### Extracted information
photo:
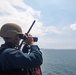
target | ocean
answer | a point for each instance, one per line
(58, 62)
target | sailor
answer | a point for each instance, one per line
(12, 60)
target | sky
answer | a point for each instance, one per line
(55, 24)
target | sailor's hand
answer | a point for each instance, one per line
(29, 39)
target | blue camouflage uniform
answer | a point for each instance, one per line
(10, 58)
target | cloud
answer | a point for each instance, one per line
(18, 12)
(73, 26)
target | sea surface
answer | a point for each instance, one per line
(58, 62)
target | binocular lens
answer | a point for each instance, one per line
(22, 36)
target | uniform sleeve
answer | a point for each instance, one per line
(18, 59)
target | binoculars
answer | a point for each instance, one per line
(22, 36)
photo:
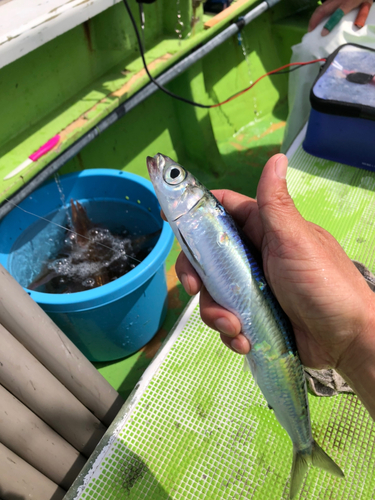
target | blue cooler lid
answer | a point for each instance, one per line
(345, 85)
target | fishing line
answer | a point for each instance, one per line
(280, 71)
(67, 229)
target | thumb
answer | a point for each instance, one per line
(276, 208)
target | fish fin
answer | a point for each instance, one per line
(194, 257)
(249, 363)
(320, 459)
(299, 468)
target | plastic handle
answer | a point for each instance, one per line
(45, 148)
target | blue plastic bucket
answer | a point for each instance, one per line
(114, 320)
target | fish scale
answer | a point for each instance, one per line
(230, 271)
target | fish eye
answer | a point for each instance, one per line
(174, 175)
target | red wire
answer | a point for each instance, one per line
(263, 76)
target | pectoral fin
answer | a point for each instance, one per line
(191, 253)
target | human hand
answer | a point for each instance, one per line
(326, 298)
(335, 10)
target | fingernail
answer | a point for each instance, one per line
(185, 283)
(236, 346)
(281, 167)
(224, 326)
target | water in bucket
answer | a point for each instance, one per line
(99, 242)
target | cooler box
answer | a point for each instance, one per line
(341, 126)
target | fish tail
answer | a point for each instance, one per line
(318, 458)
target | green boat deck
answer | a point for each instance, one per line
(194, 425)
(197, 426)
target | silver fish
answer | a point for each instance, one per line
(233, 275)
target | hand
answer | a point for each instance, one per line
(329, 7)
(326, 298)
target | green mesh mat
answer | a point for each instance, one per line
(197, 426)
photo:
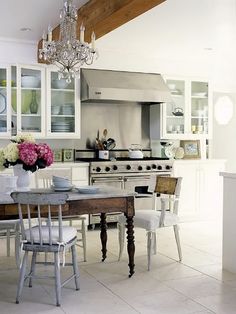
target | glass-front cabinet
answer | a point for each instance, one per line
(33, 100)
(28, 100)
(175, 112)
(5, 85)
(62, 107)
(188, 115)
(199, 108)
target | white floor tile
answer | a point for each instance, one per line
(198, 285)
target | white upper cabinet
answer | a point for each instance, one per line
(5, 99)
(33, 100)
(188, 116)
(63, 107)
(28, 100)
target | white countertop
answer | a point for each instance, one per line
(228, 175)
(74, 195)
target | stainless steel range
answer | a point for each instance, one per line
(129, 174)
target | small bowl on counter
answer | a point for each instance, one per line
(59, 84)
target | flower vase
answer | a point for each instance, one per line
(23, 180)
(33, 105)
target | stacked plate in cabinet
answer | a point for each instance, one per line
(61, 126)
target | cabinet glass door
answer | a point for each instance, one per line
(199, 108)
(62, 106)
(5, 128)
(175, 111)
(28, 100)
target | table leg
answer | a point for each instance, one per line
(130, 244)
(103, 236)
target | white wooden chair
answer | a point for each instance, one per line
(167, 190)
(43, 178)
(7, 228)
(45, 238)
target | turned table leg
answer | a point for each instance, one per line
(130, 244)
(103, 236)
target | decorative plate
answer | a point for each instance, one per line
(61, 189)
(90, 189)
(170, 152)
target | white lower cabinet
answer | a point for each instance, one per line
(202, 188)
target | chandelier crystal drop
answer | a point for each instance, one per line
(68, 53)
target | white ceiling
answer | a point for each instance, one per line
(174, 24)
(33, 14)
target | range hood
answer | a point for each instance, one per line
(121, 86)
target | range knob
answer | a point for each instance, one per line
(98, 169)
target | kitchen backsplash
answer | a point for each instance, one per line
(127, 124)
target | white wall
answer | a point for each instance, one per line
(169, 39)
(17, 52)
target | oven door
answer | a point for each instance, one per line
(114, 181)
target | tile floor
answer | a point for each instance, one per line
(197, 285)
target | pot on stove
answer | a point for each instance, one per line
(135, 151)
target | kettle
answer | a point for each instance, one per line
(135, 151)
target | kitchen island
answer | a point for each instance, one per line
(229, 222)
(106, 200)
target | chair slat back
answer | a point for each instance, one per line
(167, 185)
(169, 190)
(39, 204)
(43, 177)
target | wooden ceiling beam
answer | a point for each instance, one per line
(103, 16)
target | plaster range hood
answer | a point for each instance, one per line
(121, 86)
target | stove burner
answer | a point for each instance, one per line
(120, 159)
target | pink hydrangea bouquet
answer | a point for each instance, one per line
(23, 150)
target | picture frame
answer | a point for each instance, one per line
(191, 149)
(68, 155)
(57, 155)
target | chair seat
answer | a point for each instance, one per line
(69, 233)
(149, 219)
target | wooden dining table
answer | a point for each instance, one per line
(106, 200)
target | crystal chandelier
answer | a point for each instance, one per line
(68, 53)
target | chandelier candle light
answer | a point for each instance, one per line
(68, 53)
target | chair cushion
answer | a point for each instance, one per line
(149, 219)
(68, 233)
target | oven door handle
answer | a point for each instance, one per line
(138, 178)
(107, 179)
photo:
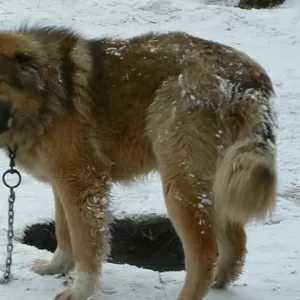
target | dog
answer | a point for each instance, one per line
(84, 114)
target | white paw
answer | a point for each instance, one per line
(84, 286)
(61, 262)
(66, 295)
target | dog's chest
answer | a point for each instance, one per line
(33, 166)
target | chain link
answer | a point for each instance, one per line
(11, 213)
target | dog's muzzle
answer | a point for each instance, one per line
(6, 120)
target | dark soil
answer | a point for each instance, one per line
(248, 4)
(149, 242)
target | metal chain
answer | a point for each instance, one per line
(11, 201)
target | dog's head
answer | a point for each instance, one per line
(21, 82)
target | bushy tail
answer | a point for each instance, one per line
(246, 182)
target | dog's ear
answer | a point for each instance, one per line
(28, 74)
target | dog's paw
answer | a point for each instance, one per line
(45, 267)
(67, 295)
(42, 267)
(84, 286)
(71, 294)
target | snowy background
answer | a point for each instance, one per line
(272, 37)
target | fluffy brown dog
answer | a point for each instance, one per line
(88, 113)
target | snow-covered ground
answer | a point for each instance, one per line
(272, 37)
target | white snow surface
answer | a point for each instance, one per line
(272, 37)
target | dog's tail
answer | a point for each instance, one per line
(246, 181)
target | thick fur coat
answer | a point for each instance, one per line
(88, 113)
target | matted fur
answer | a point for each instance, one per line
(88, 113)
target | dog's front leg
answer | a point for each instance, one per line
(62, 261)
(83, 196)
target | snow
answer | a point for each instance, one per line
(272, 37)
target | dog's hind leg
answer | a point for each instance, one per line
(232, 251)
(62, 260)
(185, 149)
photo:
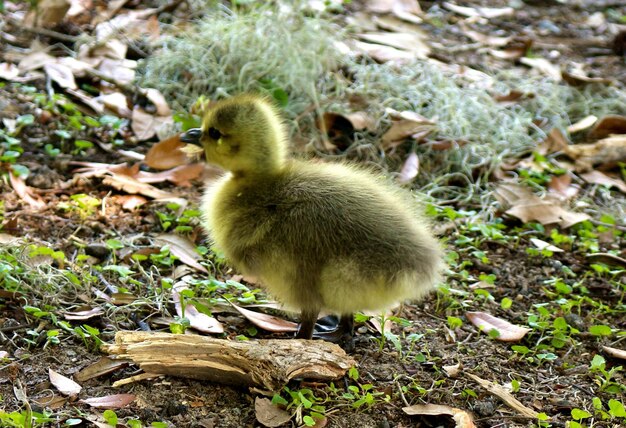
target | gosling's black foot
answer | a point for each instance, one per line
(336, 330)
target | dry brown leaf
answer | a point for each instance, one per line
(487, 39)
(597, 177)
(84, 314)
(409, 169)
(405, 124)
(65, 385)
(266, 322)
(182, 248)
(507, 332)
(34, 61)
(608, 125)
(462, 418)
(582, 124)
(48, 13)
(410, 42)
(146, 125)
(269, 414)
(166, 154)
(8, 71)
(115, 102)
(198, 320)
(504, 395)
(580, 80)
(543, 245)
(394, 6)
(158, 100)
(116, 401)
(607, 152)
(484, 12)
(103, 366)
(26, 193)
(61, 74)
(615, 353)
(119, 70)
(381, 53)
(543, 66)
(130, 185)
(130, 202)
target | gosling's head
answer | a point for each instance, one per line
(243, 134)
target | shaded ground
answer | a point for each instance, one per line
(490, 262)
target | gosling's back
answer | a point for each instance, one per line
(324, 236)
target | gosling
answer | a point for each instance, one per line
(319, 237)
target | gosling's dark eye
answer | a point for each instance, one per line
(214, 134)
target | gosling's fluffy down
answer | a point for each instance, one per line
(319, 236)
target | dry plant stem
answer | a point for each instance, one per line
(267, 364)
(44, 32)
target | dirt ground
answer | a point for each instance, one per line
(554, 386)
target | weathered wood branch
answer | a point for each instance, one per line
(267, 364)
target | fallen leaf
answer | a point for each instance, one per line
(60, 74)
(484, 12)
(608, 125)
(103, 366)
(131, 185)
(563, 187)
(66, 386)
(409, 169)
(8, 71)
(158, 100)
(607, 152)
(130, 202)
(183, 249)
(606, 258)
(181, 175)
(382, 54)
(116, 401)
(198, 320)
(83, 315)
(403, 125)
(409, 42)
(146, 125)
(581, 80)
(166, 154)
(582, 124)
(520, 202)
(116, 102)
(26, 193)
(543, 66)
(597, 177)
(269, 414)
(614, 352)
(267, 322)
(507, 332)
(462, 418)
(543, 245)
(48, 13)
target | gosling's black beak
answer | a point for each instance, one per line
(192, 136)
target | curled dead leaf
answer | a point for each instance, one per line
(166, 154)
(507, 332)
(462, 418)
(116, 401)
(266, 322)
(65, 385)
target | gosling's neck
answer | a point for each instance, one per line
(270, 160)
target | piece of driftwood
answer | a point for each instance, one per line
(267, 364)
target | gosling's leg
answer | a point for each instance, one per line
(336, 330)
(307, 324)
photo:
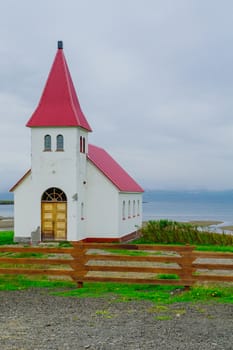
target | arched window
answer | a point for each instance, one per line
(134, 208)
(129, 209)
(123, 210)
(54, 194)
(138, 208)
(82, 211)
(60, 143)
(47, 143)
(81, 144)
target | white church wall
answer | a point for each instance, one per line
(130, 212)
(25, 212)
(102, 205)
(65, 170)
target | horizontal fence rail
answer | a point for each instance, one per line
(129, 263)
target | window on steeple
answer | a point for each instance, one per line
(82, 144)
(60, 143)
(47, 143)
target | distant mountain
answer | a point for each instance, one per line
(6, 196)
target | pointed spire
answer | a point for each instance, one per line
(59, 105)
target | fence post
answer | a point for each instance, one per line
(78, 264)
(186, 263)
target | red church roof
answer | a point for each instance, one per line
(59, 105)
(112, 170)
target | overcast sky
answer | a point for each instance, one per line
(154, 79)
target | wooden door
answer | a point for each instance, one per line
(53, 220)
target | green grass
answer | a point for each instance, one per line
(154, 293)
(6, 237)
(122, 292)
(172, 232)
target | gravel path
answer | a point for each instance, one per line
(36, 320)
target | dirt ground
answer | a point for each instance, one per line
(34, 319)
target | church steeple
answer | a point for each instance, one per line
(59, 105)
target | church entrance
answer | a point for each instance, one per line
(53, 215)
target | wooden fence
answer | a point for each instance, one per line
(130, 263)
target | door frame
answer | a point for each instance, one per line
(53, 196)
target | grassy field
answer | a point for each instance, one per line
(122, 292)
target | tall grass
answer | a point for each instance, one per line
(167, 232)
(6, 237)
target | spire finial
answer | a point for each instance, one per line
(60, 45)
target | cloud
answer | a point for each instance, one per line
(154, 80)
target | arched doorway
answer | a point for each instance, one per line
(54, 215)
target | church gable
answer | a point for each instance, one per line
(112, 170)
(59, 105)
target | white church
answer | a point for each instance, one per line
(74, 190)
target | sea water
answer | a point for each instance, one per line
(178, 206)
(188, 205)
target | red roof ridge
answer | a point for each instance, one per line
(59, 104)
(112, 170)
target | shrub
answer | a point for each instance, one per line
(166, 231)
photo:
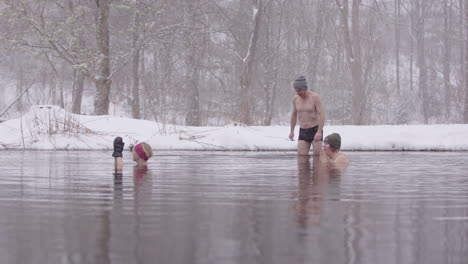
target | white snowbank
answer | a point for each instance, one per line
(50, 127)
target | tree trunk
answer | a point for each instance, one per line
(353, 54)
(135, 64)
(77, 93)
(103, 83)
(397, 43)
(314, 43)
(195, 46)
(271, 66)
(418, 31)
(246, 80)
(465, 112)
(447, 57)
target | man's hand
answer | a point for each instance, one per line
(118, 147)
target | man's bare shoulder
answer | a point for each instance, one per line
(314, 95)
(295, 97)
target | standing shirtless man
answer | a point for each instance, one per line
(308, 108)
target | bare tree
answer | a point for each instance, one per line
(465, 108)
(135, 61)
(447, 56)
(397, 42)
(103, 81)
(246, 79)
(354, 58)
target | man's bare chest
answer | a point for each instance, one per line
(305, 105)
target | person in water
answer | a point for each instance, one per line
(142, 152)
(331, 153)
(308, 110)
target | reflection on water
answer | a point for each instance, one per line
(233, 207)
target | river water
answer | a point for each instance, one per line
(233, 207)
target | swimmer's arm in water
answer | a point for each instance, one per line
(117, 154)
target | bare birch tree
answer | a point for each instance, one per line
(352, 41)
(103, 81)
(246, 78)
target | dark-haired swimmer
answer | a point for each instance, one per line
(331, 153)
(308, 109)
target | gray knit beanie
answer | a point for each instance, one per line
(334, 140)
(300, 83)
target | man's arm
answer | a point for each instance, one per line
(293, 121)
(321, 117)
(117, 154)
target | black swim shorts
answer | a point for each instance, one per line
(308, 134)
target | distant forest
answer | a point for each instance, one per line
(216, 62)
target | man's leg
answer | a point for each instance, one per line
(317, 147)
(303, 147)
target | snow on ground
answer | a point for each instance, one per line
(50, 127)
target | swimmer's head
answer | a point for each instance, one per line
(143, 151)
(334, 140)
(300, 83)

### Objective
Extract exactly the lines between the line containing "target | man's hand" and the end of the data, including both.

### Result of this exercise
target | man's hand
answer | a point for each instance, one per line
(118, 147)
target | man's bare shoulder
answer | a point for each instance, one per line
(314, 95)
(295, 97)
target | standing shirtless man
answer | a point for each instance, one per line
(308, 108)
target | bare tree
answer | a point for each instance, one per line
(465, 108)
(135, 61)
(447, 56)
(397, 42)
(103, 81)
(246, 79)
(354, 58)
target | man's bare chest
answer | a point for each instance, one per line
(305, 105)
target | person in water
answer | a point for each instance, one per line
(142, 152)
(331, 153)
(308, 110)
target | reflection on water
answer | a point for each instance, one per line
(233, 207)
target | river water
answer | a point for each instance, one per line
(233, 207)
target | swimmer's arm in water
answer | a point for each instance, one per line
(117, 154)
target | bare birch tree
answer | a point for each instance, one per line
(352, 41)
(103, 81)
(246, 78)
target | dark-haired swimmer
answer | a point for each instance, one per line
(331, 153)
(308, 109)
target | gray knit beanie
answer | a point for each instance, one per line
(334, 140)
(300, 83)
target | man's arm
answer | a point for each instance, one per line
(293, 121)
(321, 117)
(117, 154)
target | black swim shorts
answer | a point for each instance, one per line
(308, 134)
target | distant forest
answer | a point for each instance, one per line
(216, 62)
target | man's leg
answer | a point for each instance, one per line
(317, 147)
(303, 147)
target | snow on ground
answer | a point for each instance, one per line
(50, 127)
target | swimmer's head
answer | a point for each instance, one per line
(143, 151)
(334, 140)
(300, 83)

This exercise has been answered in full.